— start RECORDS TO PROCESS —

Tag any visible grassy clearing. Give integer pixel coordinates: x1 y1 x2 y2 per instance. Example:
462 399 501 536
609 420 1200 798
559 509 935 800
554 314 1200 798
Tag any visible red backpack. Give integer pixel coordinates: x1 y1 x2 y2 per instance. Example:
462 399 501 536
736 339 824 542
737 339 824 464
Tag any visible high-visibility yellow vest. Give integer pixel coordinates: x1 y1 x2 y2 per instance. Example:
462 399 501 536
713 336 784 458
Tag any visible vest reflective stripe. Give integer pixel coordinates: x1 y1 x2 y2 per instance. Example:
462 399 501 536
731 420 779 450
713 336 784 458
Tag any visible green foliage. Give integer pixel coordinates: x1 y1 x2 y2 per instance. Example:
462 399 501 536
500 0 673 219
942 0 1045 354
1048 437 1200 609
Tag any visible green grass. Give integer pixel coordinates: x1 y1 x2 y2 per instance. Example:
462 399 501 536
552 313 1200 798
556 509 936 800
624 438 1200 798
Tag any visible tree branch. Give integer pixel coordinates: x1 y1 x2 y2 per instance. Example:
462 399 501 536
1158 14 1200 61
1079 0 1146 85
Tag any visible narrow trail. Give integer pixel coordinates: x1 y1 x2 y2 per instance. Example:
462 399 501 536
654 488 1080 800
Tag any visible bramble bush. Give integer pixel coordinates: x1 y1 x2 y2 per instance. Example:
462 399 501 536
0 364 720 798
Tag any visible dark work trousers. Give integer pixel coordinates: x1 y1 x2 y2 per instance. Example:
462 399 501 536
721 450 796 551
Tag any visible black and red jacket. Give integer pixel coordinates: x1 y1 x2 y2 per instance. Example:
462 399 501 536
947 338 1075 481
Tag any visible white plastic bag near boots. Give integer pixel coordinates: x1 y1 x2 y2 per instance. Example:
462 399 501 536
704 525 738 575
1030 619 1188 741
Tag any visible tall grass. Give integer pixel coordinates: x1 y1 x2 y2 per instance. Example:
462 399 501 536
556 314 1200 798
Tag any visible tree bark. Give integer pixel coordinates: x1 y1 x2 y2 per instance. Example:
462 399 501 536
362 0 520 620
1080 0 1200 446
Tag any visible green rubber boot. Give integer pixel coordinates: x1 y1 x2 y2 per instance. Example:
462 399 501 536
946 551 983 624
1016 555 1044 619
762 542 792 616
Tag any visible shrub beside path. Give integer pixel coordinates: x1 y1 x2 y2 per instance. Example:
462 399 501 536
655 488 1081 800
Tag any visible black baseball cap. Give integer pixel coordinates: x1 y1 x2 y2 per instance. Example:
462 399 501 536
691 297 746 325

— end RECORDS TO PROCESS —

PROMPT - Can you output, word for word, the stretch from the line containing "Tag any visible shrub" through the end of the listing?

ANSWER TO THE PROBLEM -
Tag any visible shrub beside path. Give integer pixel coordinates: x1 y1 x2 y2 per instance. Example:
462 399 501 536
655 488 1081 800
Tag any visible black baseball cap. Give integer pixel coordinates: x1 y1 x2 y2 per instance. Example:
462 399 501 536
691 297 746 325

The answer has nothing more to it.